### WORK ITEM
Repeat the data below exactly. Include each line.

-- DATA SECTION follows --

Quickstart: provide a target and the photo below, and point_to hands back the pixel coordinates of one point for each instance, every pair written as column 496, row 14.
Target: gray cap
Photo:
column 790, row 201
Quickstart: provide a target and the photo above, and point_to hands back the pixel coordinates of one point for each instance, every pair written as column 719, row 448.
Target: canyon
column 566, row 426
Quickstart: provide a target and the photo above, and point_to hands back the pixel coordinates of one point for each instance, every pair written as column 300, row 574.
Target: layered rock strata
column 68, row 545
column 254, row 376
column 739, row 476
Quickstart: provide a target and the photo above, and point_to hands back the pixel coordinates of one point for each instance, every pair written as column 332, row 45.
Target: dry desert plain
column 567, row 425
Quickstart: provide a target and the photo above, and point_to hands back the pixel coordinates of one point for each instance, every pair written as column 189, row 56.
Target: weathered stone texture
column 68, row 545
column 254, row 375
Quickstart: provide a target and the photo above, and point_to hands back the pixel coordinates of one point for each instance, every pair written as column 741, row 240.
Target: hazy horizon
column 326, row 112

-- DATA SECTION concluded --

### COMPLETED EXERCISE
Quickstart: provide a target and the photo below, and point_to hands back the pixel coordinates of one point for each instance, every pair written as column 496, row 14.
Target: gray cap
Photo:
column 790, row 201
Quickstart: provide a target and the photo above, and point_to hands back the pixel coordinates of one point for each instance, every pair written as column 719, row 448.
Target: canyon
column 566, row 426
Quickstart: provide a target and the photo above, and point_to hands back the pixel coordinates of one point for each instance, every pair written as column 300, row 574.
Target: layered rock strata
column 68, row 545
column 254, row 376
column 739, row 476
Quickstart: provide a target and the photo above, and point_to hands back the pixel coordinates of one point for each instance, every pair written as column 332, row 45.
Target: dry desert plain
column 567, row 425
Quickstart: provide a target and the photo above, and point_to hands back the pixel coordinates of one point for each instance, every pair written as column 189, row 56.
Target: weathered stone texture
column 68, row 545
column 254, row 375
Quickstart: provide a target and the photo above, and point_to hands back the pixel coordinates of one point for each instance, every pair written as column 741, row 240.
Target: hazy horizon
column 326, row 112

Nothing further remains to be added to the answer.